Speech Technology Without Speech Recognition

Perhaps the greatest benefit for speech technology isn’t in the customer-service sector, but in helping individuals with disabilities. Vocal Joystick, a software engine developed by faculty and graduate students at the University of Washington, has already been adopted to help individuals without use of hands or arms to browse the Web, control a screen, or play a video game. Earlier today, the University of Washington announced that it has adopted the system to interface with a robotic arm—an aspect of Vocal Joystick it started working on this year.

Intended for people who can’t manipulate objects around the house, the idea of a robotic arm isn’t new. However integrating it with voice is and the benefits are obvious. For instance, one way of controlling a robotic arm, according to Jeffrey Bilmes, a UW associate professor of electrical engineering, is through a brain-computer interface. "But the issues with brain-computer interfaces is that they’re invasive," he says. "You have to implant some electrodes or sensors in the body. Or if they’re not invasive, they’re noisy and difficult to control." The Vocal Joystick engine uses the precision of voice to give its users greater control.

TO DO
**1.** In the Vocal Joystick article, what device did the University of Washington announce it has adopted the system to interface with?
**2.** Go on with the Vocal Joystick article from the point where it stops.
You don't need the items for this work.

(Records from a data collection)
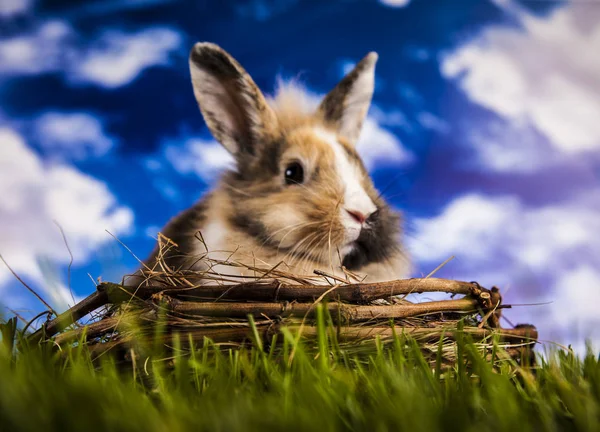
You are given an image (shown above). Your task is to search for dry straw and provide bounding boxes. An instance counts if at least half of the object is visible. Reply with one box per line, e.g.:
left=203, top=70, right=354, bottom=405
left=30, top=238, right=537, bottom=365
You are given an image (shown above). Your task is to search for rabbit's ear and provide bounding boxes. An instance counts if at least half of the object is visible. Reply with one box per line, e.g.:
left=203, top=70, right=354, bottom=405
left=189, top=42, right=277, bottom=156
left=319, top=52, right=378, bottom=144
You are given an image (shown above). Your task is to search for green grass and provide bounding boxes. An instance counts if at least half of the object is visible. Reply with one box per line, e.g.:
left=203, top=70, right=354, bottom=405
left=0, top=314, right=600, bottom=432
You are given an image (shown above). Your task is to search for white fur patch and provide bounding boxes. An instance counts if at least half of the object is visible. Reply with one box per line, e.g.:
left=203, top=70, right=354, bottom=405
left=315, top=128, right=377, bottom=242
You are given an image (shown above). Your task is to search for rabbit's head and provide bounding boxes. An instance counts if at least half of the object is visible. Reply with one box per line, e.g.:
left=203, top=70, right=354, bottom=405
left=190, top=43, right=401, bottom=269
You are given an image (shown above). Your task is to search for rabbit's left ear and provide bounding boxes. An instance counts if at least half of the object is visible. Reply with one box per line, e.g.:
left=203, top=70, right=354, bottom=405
left=189, top=42, right=277, bottom=158
left=319, top=52, right=378, bottom=144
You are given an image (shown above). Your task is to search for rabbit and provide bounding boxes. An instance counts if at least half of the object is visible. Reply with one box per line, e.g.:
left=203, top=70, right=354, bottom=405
left=130, top=42, right=410, bottom=282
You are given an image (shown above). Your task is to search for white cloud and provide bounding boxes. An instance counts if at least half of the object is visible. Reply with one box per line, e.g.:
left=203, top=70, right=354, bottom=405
left=72, top=28, right=182, bottom=88
left=0, top=21, right=72, bottom=75
left=441, top=2, right=600, bottom=159
left=356, top=117, right=412, bottom=171
left=409, top=191, right=600, bottom=348
left=0, top=21, right=182, bottom=88
left=379, top=0, right=410, bottom=7
left=0, top=128, right=133, bottom=307
left=165, top=138, right=234, bottom=183
left=33, top=111, right=115, bottom=160
left=0, top=0, right=33, bottom=18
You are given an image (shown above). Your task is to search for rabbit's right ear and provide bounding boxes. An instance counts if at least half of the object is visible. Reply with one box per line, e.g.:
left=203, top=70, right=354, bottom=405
left=190, top=42, right=277, bottom=156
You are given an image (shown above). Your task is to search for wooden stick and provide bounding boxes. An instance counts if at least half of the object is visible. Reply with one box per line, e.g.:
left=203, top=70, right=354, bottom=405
left=29, top=291, right=108, bottom=343
left=100, top=278, right=488, bottom=303
left=161, top=296, right=479, bottom=322
left=29, top=276, right=499, bottom=343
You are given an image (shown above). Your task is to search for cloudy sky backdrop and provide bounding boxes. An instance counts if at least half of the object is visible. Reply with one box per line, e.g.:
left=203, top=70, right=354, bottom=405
left=0, top=0, right=600, bottom=349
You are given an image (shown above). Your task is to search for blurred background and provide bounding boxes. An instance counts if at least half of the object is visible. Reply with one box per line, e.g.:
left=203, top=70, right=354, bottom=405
left=0, top=0, right=600, bottom=351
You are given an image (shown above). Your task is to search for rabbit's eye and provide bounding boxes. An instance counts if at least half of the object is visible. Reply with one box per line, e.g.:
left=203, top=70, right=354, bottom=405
left=285, top=162, right=304, bottom=185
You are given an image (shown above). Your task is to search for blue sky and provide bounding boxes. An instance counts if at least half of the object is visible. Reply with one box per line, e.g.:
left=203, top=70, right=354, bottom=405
left=0, top=0, right=600, bottom=349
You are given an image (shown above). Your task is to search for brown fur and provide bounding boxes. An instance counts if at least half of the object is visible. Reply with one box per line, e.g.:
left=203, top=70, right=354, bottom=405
left=125, top=44, right=408, bottom=286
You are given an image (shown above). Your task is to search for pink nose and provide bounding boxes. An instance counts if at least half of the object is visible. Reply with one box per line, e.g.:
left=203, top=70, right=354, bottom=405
left=346, top=209, right=367, bottom=224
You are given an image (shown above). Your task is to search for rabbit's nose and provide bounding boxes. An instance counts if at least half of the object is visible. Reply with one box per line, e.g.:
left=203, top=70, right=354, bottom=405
left=346, top=209, right=368, bottom=225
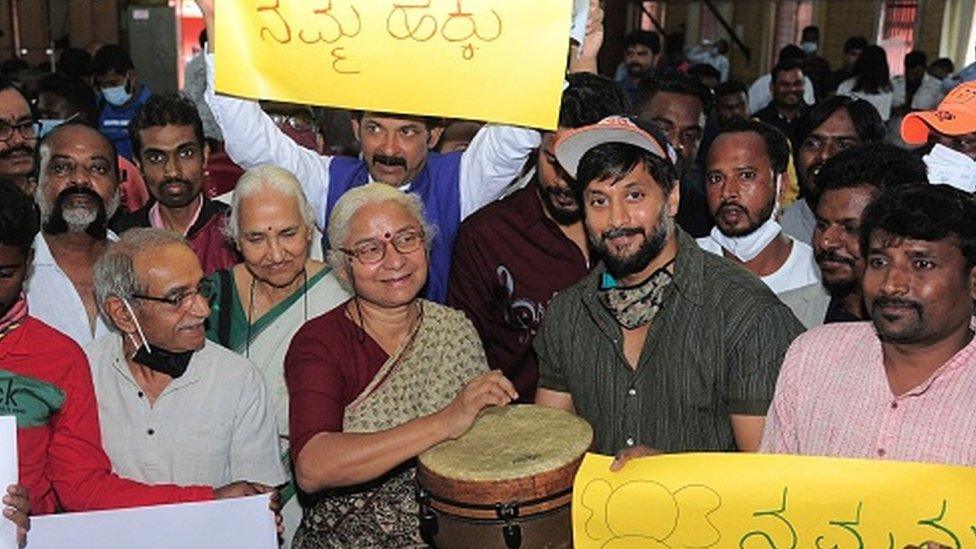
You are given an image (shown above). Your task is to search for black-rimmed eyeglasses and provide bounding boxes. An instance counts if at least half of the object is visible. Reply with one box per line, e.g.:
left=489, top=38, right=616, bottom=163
left=132, top=279, right=214, bottom=309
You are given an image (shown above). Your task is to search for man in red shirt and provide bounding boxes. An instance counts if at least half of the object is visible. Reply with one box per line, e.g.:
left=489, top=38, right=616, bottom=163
left=0, top=181, right=263, bottom=516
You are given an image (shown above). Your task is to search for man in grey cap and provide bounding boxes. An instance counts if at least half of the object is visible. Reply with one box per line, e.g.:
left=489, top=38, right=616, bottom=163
left=534, top=117, right=803, bottom=468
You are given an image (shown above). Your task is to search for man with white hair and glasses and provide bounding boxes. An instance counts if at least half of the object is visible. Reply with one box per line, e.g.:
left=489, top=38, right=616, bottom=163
left=85, top=229, right=286, bottom=493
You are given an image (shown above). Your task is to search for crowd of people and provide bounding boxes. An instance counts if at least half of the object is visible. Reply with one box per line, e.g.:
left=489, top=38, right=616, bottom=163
left=0, top=0, right=976, bottom=547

ANSWERS FOR THIS EXERCISE
**1.** A robotic arm.

**2.**
As it currently stands, the UW’s robotic arm is a research prototype, designed and built solely by UW faculty and students. The ultimate goal is to make the source code available for download. However, there are still kinks developers want to iron out—for instance, minimizing delay between the spoken command and response time. So far, researchers have knocked it down to 60 milliseconds, but given the practical applications for the Vocal Joystick engine, response time needs to be near-immediate.

"Depending on the speech recognition application, you’re tolerant of delay," Bilmes says. "Think about voice mail transcription. That’s something that can take a long time. It doesn’t need to run in real time. But here you’ve got something that needs to happen immediately. What we want is whenever you make a subtle change to your voice, it has to change. There’s no room for delay. The algorithms we’ve developed are such that they’re very accurate, but also low latency. So it’s put a lot of constraints on our design specs."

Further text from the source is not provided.